▶ AIM A
Find every line in the records that contains the string "moss" and copy each one.

--- --- ---

SwiftPackageIndex / SwiftPackageIndex-Server

The Swift Package Index is the place to find Swift packages!
https://swiftpackageindex.com
Apache License 2.0
547 stars 43 forks source link

Properly fix doc generation issue #3137

Closed finestructure closed 2 months ago

finestructure commented 3 months ago

Follow-up to https://github.com/SwiftPackageIndex/SwiftPackageIndex-Server/issues/3134

We fixed it by rolling back to DocUploader 1.6.3 but that likely re-introduced issues with swift-metrics (#3069) this change meant to address. Figure out how to use DocUploader 1.7.3 (or a modified version) in builder for zipping that doesn't create empty archives.

--- --- ---

▶ AIM B
For each statement about the issue thread above, answer yes or no and quote the words from it that decide the answer. (i) The temporary fix rolled back to DocUploader 1.6.3. (ii) The issue was closed by finestructure. (iii) The repository is released under the MIT License.

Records
--- --- ---

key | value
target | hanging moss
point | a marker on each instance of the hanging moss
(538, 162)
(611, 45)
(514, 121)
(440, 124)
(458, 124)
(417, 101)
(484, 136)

--- --- ---

▶ PROBLEM SOLUTION A
target | hanging moss
point | a marker on each instance of the hanging moss

▶ PROBLEM SOLUTION B
(i) Yes: "We fixed it by rolling back to DocUploader 1.6.3"
(ii) Yes: "finestructure closed 2 months ago"
(iii) No: "Apache License 2.0"